I had wandered pretty deep into those feelings by 2018, when I got that email from Jenny inviting me to write a song with her. I hadn’t written a song in years. I wasn’t sure if I still could. Maybe, when I was born, I was allotted a certain number of songs that I’d be allowed to write, and I’d already punched all those tickets.
Still, my fear of being a failure was not quite as great as my fear of being rude – which could lead to being disliked, which is clearly also a form of failure, so come on, dude, my brain told me, just say yes.
And then: we got together, and we wrote a song. I remember, that evening, feeling so happy that I was a little dizzy. I was giddy. I asked Jenny if we could try writing together again. And we did. And then again. Jenny introduced me to some friends and collaborators of hers, and I worked with them, too.
I felt like maybe I could see a little glint of something I thought I’d lost. I wanted to feel like an artist again. I wanted that experience again, to build a little glass vase out of music and pour my feelings inside it and hand the whole thing to a stranger, and say, look: this is who I am.

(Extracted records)
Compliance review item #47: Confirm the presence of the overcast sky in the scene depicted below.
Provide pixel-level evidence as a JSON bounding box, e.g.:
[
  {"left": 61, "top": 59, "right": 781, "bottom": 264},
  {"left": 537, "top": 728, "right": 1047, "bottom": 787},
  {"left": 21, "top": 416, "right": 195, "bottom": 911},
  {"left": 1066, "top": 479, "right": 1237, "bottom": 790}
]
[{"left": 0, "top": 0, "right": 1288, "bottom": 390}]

TASK LIST
1) In the passage about returning to songwriting, what did the 2018 email from Jenny invite the writer to do?
2) Continue the passage about returning to songwriting with Jenny, picking up after its final sentence.

SOLVED PROBLEMS
1) It invited the writer to write a song with her.

2)
The prospect of it felt so exciting, but so daunting. And every bit of optimism was met with thundering self-doubt. I didn’t know if I could actually get there. So Jenny sent me Bird by Bird, a book on writing prose, but with lots of advice that could be useful for a songwriter, or really for anyone who hopes to create. I learned that you have to give yourself some space to work, and a little patience, and then build a system that allows you to look at just the next step.
After that, I put together enough songs to put out an EP, which is like a mini-album for artists who are too impatient to finish an actual album. I was impatient. I asked Jenny to go on tour with me, and we did. Nowadays, I feel very, very different than I did in the days before Jenny’s email. The swirling vortex is a little smaller, and a little quieter, and maybe a little less of a jerk.
Today, I have a new song out called “Still Dreaming,” and it’s about all of this. The despair I felt then, and the gratitude for Jenny I feel now. Now that you’ve spent however much time it took to read this far in this long email, my brain says I’m not sure you’ll also want to listen to a song of mine—but I’m ignoring that part and instead saying: here’s the song. I hope you like it.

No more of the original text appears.